(Point labeling dataset excerpts)
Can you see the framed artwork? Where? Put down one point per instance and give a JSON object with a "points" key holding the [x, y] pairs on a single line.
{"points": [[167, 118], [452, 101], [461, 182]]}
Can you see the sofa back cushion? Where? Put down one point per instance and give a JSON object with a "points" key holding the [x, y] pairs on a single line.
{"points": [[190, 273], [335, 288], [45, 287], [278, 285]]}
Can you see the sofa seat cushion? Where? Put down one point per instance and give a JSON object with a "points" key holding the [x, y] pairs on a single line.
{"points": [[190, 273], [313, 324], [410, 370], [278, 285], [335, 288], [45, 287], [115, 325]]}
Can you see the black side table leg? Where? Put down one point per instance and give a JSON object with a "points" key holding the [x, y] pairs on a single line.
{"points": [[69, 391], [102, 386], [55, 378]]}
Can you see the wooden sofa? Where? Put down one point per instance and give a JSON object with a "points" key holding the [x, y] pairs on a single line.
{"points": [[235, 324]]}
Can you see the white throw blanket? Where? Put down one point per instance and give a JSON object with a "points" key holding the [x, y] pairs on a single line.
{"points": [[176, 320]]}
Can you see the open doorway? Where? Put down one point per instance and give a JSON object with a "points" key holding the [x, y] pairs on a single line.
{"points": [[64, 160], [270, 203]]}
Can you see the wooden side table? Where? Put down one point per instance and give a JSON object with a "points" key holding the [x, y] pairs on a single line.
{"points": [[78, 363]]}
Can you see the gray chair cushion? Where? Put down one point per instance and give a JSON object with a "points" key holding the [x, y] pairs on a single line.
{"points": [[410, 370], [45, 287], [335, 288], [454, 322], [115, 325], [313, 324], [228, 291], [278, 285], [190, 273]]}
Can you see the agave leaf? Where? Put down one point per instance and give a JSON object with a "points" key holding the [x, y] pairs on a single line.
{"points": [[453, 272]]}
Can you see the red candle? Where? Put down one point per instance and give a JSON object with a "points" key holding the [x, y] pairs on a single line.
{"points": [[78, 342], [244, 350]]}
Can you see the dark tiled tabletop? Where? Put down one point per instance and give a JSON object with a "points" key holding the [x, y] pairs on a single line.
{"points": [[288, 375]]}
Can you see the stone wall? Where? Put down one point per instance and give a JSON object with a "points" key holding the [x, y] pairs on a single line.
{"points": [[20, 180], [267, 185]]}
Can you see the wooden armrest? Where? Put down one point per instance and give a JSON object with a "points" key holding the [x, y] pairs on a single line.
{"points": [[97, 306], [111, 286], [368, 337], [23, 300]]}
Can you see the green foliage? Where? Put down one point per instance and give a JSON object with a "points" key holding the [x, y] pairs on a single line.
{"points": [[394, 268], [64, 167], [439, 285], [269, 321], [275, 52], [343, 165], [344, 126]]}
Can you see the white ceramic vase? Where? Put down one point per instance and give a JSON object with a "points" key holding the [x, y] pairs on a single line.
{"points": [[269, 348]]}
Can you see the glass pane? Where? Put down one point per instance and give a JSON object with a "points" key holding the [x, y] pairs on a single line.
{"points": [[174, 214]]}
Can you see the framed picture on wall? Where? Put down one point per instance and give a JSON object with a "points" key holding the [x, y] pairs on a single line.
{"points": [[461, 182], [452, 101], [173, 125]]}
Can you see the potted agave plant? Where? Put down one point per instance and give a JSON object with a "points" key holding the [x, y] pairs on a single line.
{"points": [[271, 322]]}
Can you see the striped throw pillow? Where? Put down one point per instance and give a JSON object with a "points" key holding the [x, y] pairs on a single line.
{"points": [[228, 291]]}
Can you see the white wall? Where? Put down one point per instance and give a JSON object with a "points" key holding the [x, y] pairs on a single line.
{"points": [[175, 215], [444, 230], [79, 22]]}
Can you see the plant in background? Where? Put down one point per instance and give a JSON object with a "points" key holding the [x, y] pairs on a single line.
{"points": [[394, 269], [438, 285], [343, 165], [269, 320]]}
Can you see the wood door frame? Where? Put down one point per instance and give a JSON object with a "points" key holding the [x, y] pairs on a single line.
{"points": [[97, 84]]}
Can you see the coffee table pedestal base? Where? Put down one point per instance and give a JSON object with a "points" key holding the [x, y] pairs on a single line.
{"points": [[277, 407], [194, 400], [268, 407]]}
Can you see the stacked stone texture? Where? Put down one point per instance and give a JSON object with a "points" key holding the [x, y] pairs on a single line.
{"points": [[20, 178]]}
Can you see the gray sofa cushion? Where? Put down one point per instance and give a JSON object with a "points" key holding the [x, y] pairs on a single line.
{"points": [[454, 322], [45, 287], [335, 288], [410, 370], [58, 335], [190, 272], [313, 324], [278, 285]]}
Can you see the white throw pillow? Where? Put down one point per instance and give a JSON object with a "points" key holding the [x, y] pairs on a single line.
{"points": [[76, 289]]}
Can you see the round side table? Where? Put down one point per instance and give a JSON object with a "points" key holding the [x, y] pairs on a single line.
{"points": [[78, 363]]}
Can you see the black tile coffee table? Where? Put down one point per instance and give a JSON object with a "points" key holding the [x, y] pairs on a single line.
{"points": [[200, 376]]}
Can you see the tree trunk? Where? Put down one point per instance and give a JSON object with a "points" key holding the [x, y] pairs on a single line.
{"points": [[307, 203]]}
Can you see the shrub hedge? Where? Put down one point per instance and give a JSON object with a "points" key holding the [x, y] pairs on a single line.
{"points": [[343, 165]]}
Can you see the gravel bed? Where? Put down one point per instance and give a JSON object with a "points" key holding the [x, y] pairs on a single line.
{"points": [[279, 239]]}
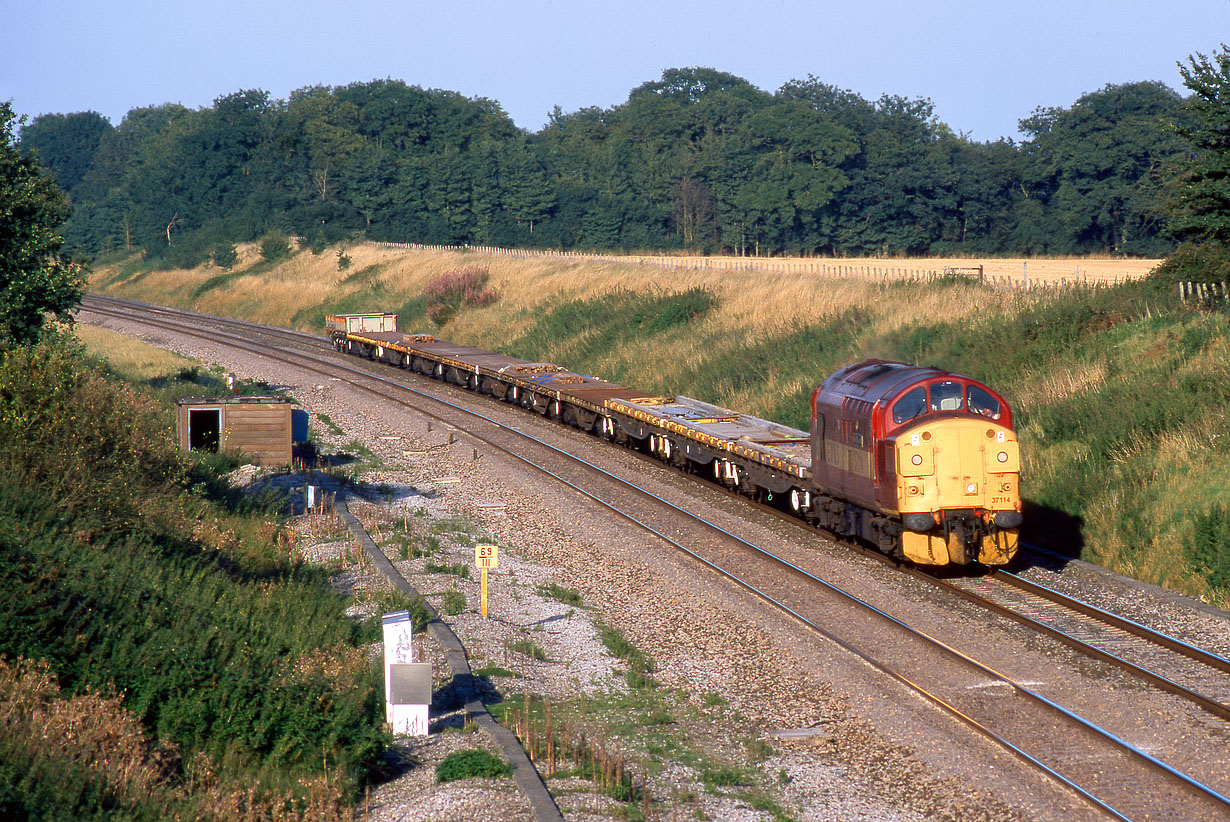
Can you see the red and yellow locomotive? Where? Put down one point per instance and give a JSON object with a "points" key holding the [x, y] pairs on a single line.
{"points": [[920, 462], [920, 459]]}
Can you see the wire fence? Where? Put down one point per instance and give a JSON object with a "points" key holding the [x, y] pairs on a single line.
{"points": [[870, 270]]}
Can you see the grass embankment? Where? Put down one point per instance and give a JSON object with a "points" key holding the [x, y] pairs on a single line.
{"points": [[1119, 391], [164, 654]]}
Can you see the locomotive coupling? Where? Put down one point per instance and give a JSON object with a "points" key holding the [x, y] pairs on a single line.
{"points": [[1007, 518], [924, 521]]}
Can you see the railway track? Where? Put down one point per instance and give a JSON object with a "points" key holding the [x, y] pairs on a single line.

> **DIRECTION**: Exclude every picture and copy the remaining data exactly.

> **RIGHT ANSWER**:
Can you see the framed artwork? Where? Put down one point per instance and give a JSON object with a "points" key holding the [x, y] pairs on a single line.
{"points": [[167, 118], [452, 101], [461, 182]]}
Can you see the sofa back cushion? Where? Put down one point per instance and give a JSON object with a "points" key holding the [x, y] pairs on a single line.
{"points": [[190, 273], [335, 288], [45, 287], [278, 285]]}
Can you see the sofa seat cushion? Where? Put down one point per instance and give a JSON object with a "points" key holding the [x, y] pairs on a single line.
{"points": [[190, 273], [313, 324], [410, 370], [278, 285], [335, 288], [45, 287], [115, 325]]}
Can you see the black side table leg? Where? Put down one point per instance and give a JSON object with a "points" key holding the [x, y] pairs on a single line.
{"points": [[69, 391], [102, 386], [55, 378]]}
Can you see the wooden sofa? Where? Put down one point per instance and give a JSON object with a "points" key holding the [x, y] pairs on a single line.
{"points": [[235, 324]]}
Can you see the white throw blanket? Where? Put down one point per instance and give a JSON object with a "points" key holding the [x, y] pairs on a single line.
{"points": [[176, 320]]}
Can you see the open doorway? Where? Put down one point per instance and give a JSON object with a "points" key holding the [x, y] pairs on a single line.
{"points": [[64, 160], [270, 203]]}
Can you see the wooden side table? Where? Put down one point per instance and give a JSON object with a "points" key holding the [x, y] pairs on a single line.
{"points": [[78, 363]]}
Can you see the gray chair cushion? Where? Put down one point per instance and give a JSON object with a "points" key holding the [x, y] pairs on a single line.
{"points": [[410, 370], [45, 287], [335, 288], [454, 322], [115, 325], [313, 324], [228, 291], [278, 285], [190, 273]]}
Can you see the agave leaf? Where? Put down one point per instance and give a JSON object with a "points" key holding the [x, y] pairs on a single line.
{"points": [[453, 272]]}
Can you see the red candle? Where? Put down one point per instance and give a JSON object with a "points" key holding the [x, y] pairs on a single line.
{"points": [[78, 342], [244, 350]]}
Can you see the dark tiled tabletop? Where? Put down one point per instance and give a JSON object with a "points" key holding the [x, y] pairs on a single line.
{"points": [[288, 375]]}
Can you see the stone wall? Where? Put down one point per instance and give a JSON object with a "points" key holding the [x, y] pairs on a single line.
{"points": [[20, 180], [267, 185]]}
Can you see the wooden armrest? Where? Put down one point per instance and give a JSON object with a "points" key holding the [x, y] pairs on a single line.
{"points": [[97, 306], [111, 286], [368, 337], [23, 300]]}
Can you see the green foliage? Where? Put down one point per instance and give a JSON object with a "points" key holding the [x, y] pairs on a single line.
{"points": [[394, 268], [64, 167], [439, 285], [269, 321], [275, 52], [343, 165], [344, 126]]}
Can you see the white ceramic vase? Where? Put down one point per instance and give a JSON object with a "points" key holding the [x, y] pairs on a single line.
{"points": [[269, 348]]}
Can you see the glass pane? Where? Put down one point per instance and give a JSON object with a "points" key holding the [x, y] pairs on a single line.
{"points": [[174, 214]]}
Can you see the framed picture on wall? Where? Put down one point per instance and give a JSON object with a "points" key holding the [x, y] pairs on a single line.
{"points": [[461, 182], [452, 101], [173, 125]]}
Can you see the potted agave plant? Where? Put down one point per instance and give a JSON object with a "points" key holding the [x, y] pairs on a single line.
{"points": [[271, 322]]}
Can you see the striped throw pillow? Where? Put down one point per instance and give a JSON object with a "points" key holding the [x, y] pairs on a single line.
{"points": [[228, 291]]}
Can you see the white wall? Where? Put down one point per instance and give a JSON object with a "points" key holding the [x, y] pairs on a single line.
{"points": [[175, 215], [444, 230], [79, 22]]}
Can you see the plant in background? Where? Put down one point per instance and give a JSON object with a "points" key holding the [x, y] pairs on a single line.
{"points": [[394, 269], [438, 285], [343, 165], [269, 320]]}
Can you see the wood door frame? Where? Put down one point per instance and give a JSON object with a "points" key holding the [x, y] pairs on a single line.
{"points": [[97, 84]]}
Can you see the coffee table pedestal base? Where? Put down one point per instance and give a JSON object with a "points" key holding the [x, y] pairs on a single line.
{"points": [[277, 407], [194, 400], [268, 407]]}
Can you see the stacked stone texture? Where? Put down one point per instance and give a JSON object with a "points" key holding the [x, y] pairs on a single line.
{"points": [[20, 178]]}
Can you see the gray sofa cushion? Where? Put down one point per instance and give a JSON object with a "points" key holding the [x, y] pairs on a single line.
{"points": [[454, 322], [45, 287], [335, 288], [410, 370], [58, 335], [190, 272], [313, 324], [278, 285]]}
Can you see the white throw pillow? Where? Put down one point per instance and give a JSON object with a "points" key holding the [x, y] pairs on a single line.
{"points": [[76, 289]]}
Can you see the round side table? Where? Put down one point per instance and give a JSON object with a "points" key holding the [x, y] pairs on a single line.
{"points": [[78, 363]]}
Can you see the black tile coffee table? Where? Put down one point per instance and give a JSON object with a "points" key holding the [x, y] pairs on a single line.
{"points": [[200, 376]]}
Can you see the tree trunk? Where? Put down one point per instance and give a JSON object with a "points" key holding the [x, y] pairs on a single line.
{"points": [[307, 203]]}
Can you see the shrub hedge? Where? Put down one point per instance and give a JSON object with a "points" key holding the [x, y] pairs on a single line.
{"points": [[343, 165]]}
Can you see the gravel bed? Where? Put down one point per instance and give a JSON object with a "points" key holding the [x, y] pairs on a single line.
{"points": [[279, 239]]}
Can you see the red and yellow locomotive? Where? Put down one point per instance and give a JSON object with a "points" key holding the [x, y] pairs on a single line.
{"points": [[920, 462], [920, 459]]}
Can you see the wire fence? Where? Put down one point per instance and give a JSON object with a "points" key holding the [x, y] pairs on a single line.
{"points": [[870, 270]]}
Can you see the grass embankment? Where? Put down one point per instance and give a JSON object with a "points" key holding the [x, y] pairs on a single line.
{"points": [[1119, 391], [164, 654]]}
Can you see the locomotive coupling? Where? Put down one point per instance and give a JSON object with a "points" key holding the [x, y] pairs on a single line.
{"points": [[1007, 518], [924, 521]]}
Can you see the railway track? Where? Put down one point per instance and give a JSON object with a "points" key holding the [x, y] pairs on a single line.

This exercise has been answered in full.